Por Carter Foster

Hace unos años, hice un viaje con mi familia a Lexington, Kentucky. Situadas entre hermosos pastizales verdes estaban las haciendas donde se reproducían, se criaban y se cuidaban los famosos caballos ganadores del Kentucky Derby.

Visitamos algunos de los establos donde es­taban los grandes campeones y conversamos con uno de los hombres que los entrenaba y cuidaba. Nos dijo que se pagaba mucho por aparear con estos sementales. Si son campeones del Derby de Kentucky la tarifa es de dos mil a tres mil dóla­res. Pero si engendran a un ganador del Derby, la tarifa sube a cuarenta o cincuenta mil dólares. El caballo más valioso no es sólo el que gana sino el que reproduce también a un ganador. Estos cam­peones nos presentan una parábola de la importan­cia de producir una descendencia capaz de ganar la carrera.

Dios nos está hablando con respecto a impartir nuestro legado a nuestros hijos y un elemento esencial es el compañerismo. Crecemos por medio de la vida que Dios nos imparte, a través uno del otro, y llamamos a este fluir de vida «compañeris­mo.» El compañerismo es el palpitar en las vidas del pueblo comprometido en un pacto con Dios. Ninguno de nosotros está completo en el aisla­miento. Más bien, nos completamos cuando tene­mos compañerismo el uno con el otro. Y tal vez la comunión vital que podamos experimentar es la que viene como familia, en un fluir de vida en­tre padres e hijos.

┄┄┄┄┄┄┄┄┄┄

#### Tarea planteada:
¿Puedes transcribir literalmente el fragmento sobre los caballos de Kentucky desde "Por Carter Foster" hasta "del Kentucky Derby.", este último incluido? Usa solo el fragmento para responder.

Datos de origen
┄┄┄┄┄┄┄┄┄┄

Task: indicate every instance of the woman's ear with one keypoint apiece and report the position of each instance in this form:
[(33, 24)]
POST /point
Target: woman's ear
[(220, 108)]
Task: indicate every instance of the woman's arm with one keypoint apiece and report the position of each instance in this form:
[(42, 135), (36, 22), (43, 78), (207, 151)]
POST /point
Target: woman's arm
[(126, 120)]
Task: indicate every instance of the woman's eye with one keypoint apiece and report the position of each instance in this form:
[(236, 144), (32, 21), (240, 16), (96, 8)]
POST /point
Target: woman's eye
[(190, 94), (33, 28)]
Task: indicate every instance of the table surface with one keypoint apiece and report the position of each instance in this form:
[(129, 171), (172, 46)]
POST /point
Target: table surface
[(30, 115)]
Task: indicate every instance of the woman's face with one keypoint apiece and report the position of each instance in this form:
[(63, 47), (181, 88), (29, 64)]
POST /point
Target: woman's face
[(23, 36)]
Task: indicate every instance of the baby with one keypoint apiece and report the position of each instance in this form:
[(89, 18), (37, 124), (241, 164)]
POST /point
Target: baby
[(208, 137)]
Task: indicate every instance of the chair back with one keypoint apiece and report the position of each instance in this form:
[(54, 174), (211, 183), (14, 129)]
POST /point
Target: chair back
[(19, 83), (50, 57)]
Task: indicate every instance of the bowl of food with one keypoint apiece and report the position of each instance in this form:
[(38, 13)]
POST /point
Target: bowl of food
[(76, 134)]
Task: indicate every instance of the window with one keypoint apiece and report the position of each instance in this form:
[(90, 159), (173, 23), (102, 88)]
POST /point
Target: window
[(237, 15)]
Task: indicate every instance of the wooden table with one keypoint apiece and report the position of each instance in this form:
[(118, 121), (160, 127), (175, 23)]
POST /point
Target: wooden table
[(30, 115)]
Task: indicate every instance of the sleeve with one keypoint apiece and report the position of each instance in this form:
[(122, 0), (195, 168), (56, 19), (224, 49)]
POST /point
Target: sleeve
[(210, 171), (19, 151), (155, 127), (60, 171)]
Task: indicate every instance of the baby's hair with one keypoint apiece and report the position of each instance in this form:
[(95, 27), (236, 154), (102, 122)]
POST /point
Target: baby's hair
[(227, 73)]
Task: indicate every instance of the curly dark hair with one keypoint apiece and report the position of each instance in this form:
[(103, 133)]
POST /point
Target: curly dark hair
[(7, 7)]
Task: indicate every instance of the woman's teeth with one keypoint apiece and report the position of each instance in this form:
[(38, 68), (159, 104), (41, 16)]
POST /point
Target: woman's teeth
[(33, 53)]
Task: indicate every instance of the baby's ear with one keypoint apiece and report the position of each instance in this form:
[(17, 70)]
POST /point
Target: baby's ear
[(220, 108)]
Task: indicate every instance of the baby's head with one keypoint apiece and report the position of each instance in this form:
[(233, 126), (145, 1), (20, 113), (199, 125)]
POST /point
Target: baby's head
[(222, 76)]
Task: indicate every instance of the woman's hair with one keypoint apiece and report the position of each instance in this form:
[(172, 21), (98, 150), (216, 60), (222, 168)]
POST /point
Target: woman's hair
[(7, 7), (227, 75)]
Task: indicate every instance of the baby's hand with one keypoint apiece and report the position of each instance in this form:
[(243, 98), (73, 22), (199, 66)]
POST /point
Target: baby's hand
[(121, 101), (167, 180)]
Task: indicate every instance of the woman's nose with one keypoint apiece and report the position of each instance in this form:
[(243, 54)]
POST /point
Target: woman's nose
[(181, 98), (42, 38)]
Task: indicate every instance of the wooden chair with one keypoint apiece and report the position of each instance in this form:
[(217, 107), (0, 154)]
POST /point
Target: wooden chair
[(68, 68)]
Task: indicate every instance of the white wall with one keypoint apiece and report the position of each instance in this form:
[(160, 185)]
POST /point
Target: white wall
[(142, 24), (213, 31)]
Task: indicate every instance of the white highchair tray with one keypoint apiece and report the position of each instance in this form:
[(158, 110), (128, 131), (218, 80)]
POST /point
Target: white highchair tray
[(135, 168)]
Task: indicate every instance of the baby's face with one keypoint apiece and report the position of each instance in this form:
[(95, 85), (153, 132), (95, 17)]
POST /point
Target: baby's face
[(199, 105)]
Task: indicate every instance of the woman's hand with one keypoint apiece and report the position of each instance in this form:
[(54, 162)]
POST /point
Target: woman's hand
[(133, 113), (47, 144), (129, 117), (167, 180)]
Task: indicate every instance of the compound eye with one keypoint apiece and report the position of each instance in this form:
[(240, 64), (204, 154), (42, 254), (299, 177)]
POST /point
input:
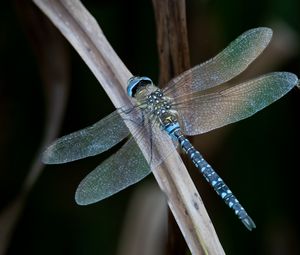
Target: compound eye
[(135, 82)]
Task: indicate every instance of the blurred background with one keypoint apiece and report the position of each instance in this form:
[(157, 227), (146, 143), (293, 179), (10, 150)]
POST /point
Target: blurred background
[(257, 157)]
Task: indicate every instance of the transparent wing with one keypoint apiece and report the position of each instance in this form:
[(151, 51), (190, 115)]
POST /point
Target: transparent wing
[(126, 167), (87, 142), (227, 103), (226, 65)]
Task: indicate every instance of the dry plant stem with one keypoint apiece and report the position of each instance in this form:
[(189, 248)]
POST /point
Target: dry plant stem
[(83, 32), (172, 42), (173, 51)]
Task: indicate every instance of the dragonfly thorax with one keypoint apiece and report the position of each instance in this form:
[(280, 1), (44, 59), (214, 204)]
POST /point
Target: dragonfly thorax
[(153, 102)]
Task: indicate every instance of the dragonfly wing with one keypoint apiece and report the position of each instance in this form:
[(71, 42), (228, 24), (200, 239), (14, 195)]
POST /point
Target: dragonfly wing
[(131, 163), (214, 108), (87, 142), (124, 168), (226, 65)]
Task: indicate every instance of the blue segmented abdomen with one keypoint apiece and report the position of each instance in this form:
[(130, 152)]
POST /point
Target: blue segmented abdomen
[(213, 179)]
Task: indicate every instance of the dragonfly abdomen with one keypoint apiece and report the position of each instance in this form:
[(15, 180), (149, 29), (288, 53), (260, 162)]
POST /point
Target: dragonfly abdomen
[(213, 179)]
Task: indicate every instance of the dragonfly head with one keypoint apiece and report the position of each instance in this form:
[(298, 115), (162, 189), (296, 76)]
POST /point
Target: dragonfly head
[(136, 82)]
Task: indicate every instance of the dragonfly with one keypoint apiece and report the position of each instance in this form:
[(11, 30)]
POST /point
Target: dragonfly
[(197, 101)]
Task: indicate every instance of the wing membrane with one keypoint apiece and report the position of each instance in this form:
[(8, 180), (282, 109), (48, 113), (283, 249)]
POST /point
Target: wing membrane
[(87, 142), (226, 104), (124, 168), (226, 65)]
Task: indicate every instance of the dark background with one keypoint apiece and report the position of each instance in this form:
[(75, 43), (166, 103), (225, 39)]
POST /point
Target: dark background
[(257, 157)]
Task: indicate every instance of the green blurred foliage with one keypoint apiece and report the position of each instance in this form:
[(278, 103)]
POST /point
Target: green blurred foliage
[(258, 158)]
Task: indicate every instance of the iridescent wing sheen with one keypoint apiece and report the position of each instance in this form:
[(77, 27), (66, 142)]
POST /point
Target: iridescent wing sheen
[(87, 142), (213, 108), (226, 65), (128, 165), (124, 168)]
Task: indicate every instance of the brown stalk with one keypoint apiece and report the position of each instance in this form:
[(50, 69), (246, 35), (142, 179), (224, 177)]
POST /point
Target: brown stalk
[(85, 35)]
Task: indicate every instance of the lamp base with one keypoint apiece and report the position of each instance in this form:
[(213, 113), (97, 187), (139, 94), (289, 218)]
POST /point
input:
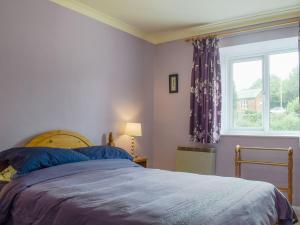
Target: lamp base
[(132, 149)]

┄┄┄┄┄┄┄┄┄┄

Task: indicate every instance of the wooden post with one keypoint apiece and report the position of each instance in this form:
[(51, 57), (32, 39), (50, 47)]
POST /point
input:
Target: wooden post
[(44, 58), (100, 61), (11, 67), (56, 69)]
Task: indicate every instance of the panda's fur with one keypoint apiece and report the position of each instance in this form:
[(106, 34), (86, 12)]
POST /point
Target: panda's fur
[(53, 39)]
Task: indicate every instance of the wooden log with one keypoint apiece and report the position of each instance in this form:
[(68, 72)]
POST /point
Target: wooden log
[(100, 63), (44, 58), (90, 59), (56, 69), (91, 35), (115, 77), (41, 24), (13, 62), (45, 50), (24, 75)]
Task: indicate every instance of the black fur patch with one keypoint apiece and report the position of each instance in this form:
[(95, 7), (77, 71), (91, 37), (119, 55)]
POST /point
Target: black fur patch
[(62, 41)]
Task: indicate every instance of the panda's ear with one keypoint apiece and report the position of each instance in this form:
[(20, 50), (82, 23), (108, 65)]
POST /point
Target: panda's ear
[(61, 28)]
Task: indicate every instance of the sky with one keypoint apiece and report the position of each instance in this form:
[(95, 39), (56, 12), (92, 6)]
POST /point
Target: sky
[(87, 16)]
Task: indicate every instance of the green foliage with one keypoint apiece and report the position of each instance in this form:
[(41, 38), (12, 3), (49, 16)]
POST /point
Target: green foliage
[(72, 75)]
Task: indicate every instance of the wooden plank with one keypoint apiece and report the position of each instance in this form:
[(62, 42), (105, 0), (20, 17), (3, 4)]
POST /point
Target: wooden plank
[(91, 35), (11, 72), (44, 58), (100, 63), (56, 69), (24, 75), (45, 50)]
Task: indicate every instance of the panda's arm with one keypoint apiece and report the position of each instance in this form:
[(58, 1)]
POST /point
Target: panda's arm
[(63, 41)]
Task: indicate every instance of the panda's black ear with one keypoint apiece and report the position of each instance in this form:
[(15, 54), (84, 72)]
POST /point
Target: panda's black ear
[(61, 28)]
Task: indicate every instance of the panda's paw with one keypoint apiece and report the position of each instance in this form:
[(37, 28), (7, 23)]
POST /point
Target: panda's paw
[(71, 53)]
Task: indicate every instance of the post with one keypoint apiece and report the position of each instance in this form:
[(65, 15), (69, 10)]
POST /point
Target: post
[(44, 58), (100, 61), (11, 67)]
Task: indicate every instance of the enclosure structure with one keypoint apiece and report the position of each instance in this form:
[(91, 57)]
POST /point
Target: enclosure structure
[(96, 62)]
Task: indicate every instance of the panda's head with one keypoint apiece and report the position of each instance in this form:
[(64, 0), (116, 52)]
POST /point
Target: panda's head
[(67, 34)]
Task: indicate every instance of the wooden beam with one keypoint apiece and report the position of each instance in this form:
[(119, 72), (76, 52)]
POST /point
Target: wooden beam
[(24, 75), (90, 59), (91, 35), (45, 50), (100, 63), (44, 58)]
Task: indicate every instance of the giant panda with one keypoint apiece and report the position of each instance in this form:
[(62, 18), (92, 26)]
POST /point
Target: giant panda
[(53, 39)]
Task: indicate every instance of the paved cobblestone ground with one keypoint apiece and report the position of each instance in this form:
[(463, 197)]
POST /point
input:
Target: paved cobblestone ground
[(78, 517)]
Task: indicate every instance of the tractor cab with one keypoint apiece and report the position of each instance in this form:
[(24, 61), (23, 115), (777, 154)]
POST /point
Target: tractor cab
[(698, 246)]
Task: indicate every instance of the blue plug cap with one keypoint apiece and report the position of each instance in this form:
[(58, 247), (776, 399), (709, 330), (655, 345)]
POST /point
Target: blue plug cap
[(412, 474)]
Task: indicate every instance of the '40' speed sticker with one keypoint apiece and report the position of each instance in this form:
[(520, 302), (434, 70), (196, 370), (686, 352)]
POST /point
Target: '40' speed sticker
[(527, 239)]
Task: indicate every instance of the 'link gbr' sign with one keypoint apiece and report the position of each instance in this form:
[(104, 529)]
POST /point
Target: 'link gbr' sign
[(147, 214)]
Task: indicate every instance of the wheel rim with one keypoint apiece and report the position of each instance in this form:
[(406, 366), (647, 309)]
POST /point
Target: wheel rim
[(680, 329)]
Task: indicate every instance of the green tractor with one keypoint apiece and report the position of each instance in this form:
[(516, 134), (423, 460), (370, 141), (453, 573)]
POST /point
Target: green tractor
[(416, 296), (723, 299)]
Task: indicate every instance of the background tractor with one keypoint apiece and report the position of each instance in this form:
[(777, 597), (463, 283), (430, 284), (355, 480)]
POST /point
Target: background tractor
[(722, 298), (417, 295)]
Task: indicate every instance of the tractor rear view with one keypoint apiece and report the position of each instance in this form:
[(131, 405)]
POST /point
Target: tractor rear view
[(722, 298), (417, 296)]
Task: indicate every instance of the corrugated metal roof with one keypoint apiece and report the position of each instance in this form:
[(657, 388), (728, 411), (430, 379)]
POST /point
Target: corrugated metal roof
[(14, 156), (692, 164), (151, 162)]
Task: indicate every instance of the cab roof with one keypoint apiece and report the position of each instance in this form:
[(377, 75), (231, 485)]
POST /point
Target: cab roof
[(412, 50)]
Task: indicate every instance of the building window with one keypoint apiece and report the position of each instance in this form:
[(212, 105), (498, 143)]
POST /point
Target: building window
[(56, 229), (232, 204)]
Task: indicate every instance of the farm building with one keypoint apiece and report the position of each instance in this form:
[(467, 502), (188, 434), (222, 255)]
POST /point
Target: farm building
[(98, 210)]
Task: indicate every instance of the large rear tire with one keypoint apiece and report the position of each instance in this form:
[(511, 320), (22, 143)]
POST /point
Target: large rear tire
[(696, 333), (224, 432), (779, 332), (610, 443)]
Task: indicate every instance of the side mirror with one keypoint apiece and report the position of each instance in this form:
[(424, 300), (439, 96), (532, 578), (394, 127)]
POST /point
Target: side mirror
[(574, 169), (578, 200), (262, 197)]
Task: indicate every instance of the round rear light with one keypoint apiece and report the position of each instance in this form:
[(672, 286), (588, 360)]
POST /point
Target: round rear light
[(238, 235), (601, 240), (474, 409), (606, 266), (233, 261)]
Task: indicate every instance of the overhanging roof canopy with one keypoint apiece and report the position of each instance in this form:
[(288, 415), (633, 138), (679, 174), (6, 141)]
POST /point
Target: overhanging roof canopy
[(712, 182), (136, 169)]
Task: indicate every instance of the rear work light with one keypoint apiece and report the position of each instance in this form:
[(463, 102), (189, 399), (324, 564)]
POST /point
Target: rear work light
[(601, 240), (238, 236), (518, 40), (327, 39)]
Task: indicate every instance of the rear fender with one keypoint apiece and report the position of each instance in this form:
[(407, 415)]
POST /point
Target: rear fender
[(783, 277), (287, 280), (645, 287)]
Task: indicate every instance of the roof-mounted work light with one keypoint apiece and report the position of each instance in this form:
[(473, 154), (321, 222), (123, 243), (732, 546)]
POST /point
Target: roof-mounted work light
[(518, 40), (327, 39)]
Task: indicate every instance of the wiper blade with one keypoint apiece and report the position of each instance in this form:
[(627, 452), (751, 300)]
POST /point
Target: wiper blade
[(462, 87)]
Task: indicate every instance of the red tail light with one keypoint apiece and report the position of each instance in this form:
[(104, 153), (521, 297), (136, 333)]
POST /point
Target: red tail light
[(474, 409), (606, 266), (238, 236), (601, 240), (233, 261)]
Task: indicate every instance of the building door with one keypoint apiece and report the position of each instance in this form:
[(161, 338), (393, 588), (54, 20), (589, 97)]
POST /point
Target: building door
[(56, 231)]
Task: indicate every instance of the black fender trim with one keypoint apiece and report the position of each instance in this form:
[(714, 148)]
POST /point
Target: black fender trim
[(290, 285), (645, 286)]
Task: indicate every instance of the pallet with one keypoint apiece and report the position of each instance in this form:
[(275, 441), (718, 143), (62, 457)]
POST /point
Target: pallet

┄┄┄┄┄┄┄┄┄┄

#### Respuesta desarrollada:
Por Carter Foster

Hace unos años, hice un viaje con mi familia a Lexington, Kentucky. Situadas entre hermosos pastizales verdes estaban las haciendas donde se reproducían, se criaban y se cuidaban los famosos caballos ganadores del Kentucky Derby.